§ What you will do: The records below are to be duplicated exactly as they appear.

────────

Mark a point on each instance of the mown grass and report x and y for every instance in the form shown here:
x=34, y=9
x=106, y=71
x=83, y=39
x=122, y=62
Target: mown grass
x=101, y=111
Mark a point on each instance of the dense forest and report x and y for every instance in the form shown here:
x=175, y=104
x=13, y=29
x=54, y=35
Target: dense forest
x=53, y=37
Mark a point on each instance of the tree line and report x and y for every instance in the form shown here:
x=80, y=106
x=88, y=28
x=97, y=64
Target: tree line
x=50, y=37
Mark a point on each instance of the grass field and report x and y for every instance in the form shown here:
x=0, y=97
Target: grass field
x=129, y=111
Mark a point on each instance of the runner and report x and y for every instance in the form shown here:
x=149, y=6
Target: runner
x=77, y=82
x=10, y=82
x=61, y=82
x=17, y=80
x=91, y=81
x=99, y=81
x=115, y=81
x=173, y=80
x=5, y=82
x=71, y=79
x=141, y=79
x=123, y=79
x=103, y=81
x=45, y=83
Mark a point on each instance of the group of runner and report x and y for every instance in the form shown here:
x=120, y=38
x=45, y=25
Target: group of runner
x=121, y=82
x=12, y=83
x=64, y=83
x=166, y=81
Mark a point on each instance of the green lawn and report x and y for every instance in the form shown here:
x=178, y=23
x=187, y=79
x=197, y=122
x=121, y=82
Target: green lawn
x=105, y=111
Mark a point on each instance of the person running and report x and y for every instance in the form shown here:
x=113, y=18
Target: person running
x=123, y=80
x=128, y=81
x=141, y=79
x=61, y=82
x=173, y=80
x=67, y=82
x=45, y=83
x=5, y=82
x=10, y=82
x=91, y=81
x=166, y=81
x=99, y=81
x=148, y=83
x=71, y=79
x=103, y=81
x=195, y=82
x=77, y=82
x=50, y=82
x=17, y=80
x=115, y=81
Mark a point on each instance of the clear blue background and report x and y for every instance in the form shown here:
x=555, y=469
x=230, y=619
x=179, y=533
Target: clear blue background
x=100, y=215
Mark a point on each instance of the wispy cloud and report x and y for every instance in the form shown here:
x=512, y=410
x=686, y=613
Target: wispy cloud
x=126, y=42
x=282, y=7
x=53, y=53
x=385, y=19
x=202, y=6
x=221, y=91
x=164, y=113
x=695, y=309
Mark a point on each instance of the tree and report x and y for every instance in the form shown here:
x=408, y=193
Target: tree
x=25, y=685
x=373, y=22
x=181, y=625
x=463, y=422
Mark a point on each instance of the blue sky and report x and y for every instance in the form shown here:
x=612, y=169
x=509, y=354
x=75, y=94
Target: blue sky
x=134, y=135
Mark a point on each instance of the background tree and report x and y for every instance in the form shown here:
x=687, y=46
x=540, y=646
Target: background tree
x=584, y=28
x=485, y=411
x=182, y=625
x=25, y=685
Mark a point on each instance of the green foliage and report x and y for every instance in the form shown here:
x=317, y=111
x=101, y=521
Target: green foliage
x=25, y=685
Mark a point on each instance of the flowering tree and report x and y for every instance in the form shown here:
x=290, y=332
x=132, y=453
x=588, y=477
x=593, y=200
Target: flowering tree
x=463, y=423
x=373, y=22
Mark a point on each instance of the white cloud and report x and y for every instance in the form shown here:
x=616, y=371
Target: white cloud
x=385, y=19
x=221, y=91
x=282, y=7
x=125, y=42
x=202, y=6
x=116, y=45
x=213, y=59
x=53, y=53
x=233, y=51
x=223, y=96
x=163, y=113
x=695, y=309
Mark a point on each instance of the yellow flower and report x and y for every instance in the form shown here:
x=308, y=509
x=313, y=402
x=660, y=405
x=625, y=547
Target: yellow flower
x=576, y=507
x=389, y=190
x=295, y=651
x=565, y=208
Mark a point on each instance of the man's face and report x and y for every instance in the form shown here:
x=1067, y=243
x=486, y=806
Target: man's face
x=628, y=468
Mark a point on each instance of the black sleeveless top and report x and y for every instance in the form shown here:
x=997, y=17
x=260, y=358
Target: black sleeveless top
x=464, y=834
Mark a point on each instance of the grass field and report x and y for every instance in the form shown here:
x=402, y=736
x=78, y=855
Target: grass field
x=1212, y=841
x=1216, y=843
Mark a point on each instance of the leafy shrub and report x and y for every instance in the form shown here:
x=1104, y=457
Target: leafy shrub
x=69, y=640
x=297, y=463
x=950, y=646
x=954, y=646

────────

§ Solution for this problem:
Mark a point on each instance of the mown grass and report x and y for every instance in the form shown here:
x=34, y=9
x=106, y=71
x=83, y=39
x=122, y=62
Target: mown grass
x=101, y=111
Mark a point on each instance of the dense forest and report x and y for every instance in the form shown here:
x=175, y=104
x=13, y=29
x=54, y=35
Target: dense forest
x=53, y=37
Mark a point on each instance of the tree line and report x and y for every instance in the form shown here:
x=80, y=106
x=88, y=28
x=97, y=64
Target: tree line
x=50, y=37
Mark a point on each instance of the grass field and report x and y for every instance in the form shown here:
x=0, y=97
Target: grass field
x=129, y=111
Mark a point on each instance of the runner and report x and y for every instance in the form shown here:
x=149, y=6
Target: runner
x=77, y=82
x=10, y=82
x=61, y=82
x=17, y=80
x=91, y=81
x=99, y=81
x=115, y=81
x=173, y=80
x=5, y=82
x=71, y=79
x=141, y=79
x=123, y=79
x=103, y=81
x=45, y=83
Mark a point on each instance of the group of runner and report x and y for every instance in the form shown here:
x=120, y=38
x=45, y=25
Target: group of runner
x=121, y=82
x=12, y=83
x=64, y=83
x=166, y=81
Mark a point on each instance of the green lawn and report x and y for every instance in the form shown here:
x=178, y=23
x=187, y=79
x=197, y=122
x=121, y=82
Target: green lawn
x=105, y=111
Mark a point on each instance of the person running and report x and y for every instance in the form shown here:
x=113, y=18
Target: person running
x=123, y=80
x=128, y=81
x=141, y=79
x=61, y=82
x=173, y=80
x=67, y=82
x=45, y=83
x=5, y=82
x=10, y=82
x=91, y=81
x=166, y=81
x=99, y=81
x=148, y=83
x=71, y=79
x=103, y=81
x=195, y=82
x=77, y=82
x=50, y=82
x=17, y=80
x=115, y=81
Mark a point on each instance of the clear blue background and report x and y for every instance in the form shown here:
x=555, y=469
x=230, y=619
x=179, y=533
Target: clear blue background
x=100, y=215
Mark a point on each instance of the wispy cloud and report x and y for every instance in the form shown here:
x=512, y=410
x=686, y=613
Target: wispy cloud
x=126, y=42
x=282, y=7
x=53, y=53
x=385, y=19
x=202, y=6
x=221, y=91
x=164, y=113
x=695, y=309
Mark a point on each instance of the tree and report x and y for every instance in the form shown here:
x=408, y=193
Target: tree
x=25, y=685
x=373, y=22
x=181, y=625
x=463, y=422
Mark a point on each instance of the blue sky and report x and y for every instance in the form shown here:
x=612, y=169
x=509, y=354
x=75, y=94
Target: blue sky
x=134, y=135
Mark a point on each instance of the background tree and report x and y for every instance in the form shown here:
x=687, y=46
x=540, y=646
Target: background tree
x=584, y=28
x=485, y=411
x=182, y=625
x=25, y=685
Mark a point on each instance of the green foliage and report x and y for every instance in the form shown here:
x=317, y=111
x=101, y=521
Target: green foliage
x=25, y=685
Mark a point on each instance of the flowering tree and report x and y for every instance in the form shown here:
x=290, y=332
x=132, y=453
x=588, y=477
x=593, y=200
Target: flowering tree
x=463, y=423
x=373, y=22
Mark a point on each instance of the white cloud and report x and y for every instance in the form shown here:
x=616, y=371
Target: white cloud
x=385, y=19
x=221, y=91
x=282, y=7
x=125, y=42
x=202, y=6
x=116, y=45
x=213, y=59
x=53, y=53
x=233, y=51
x=223, y=96
x=163, y=113
x=695, y=309
Mark a point on each instance of the yellow flower and report x and y for every instance in the form shown here:
x=308, y=509
x=313, y=402
x=660, y=405
x=625, y=547
Target: yellow flower
x=576, y=507
x=389, y=190
x=295, y=651
x=565, y=208
Mark a point on each instance of the man's face and report x and y for every instance in the form shown here:
x=1067, y=243
x=486, y=806
Target: man's face
x=628, y=468
Mark a point on each instance of the black sleeveless top and report x and y for every instance in the form shown here:
x=997, y=17
x=260, y=358
Target: black sleeveless top
x=464, y=834
Mark a point on each instance of the grass field and report x and y for every instance in the form shown here:
x=402, y=736
x=78, y=855
Target: grass field
x=1212, y=841
x=1216, y=843
Mark a point on each instance of the leafy shrub and report x and y for every instance in the form shown here:
x=1104, y=457
Target: leafy shrub
x=69, y=640
x=297, y=463
x=950, y=646
x=954, y=646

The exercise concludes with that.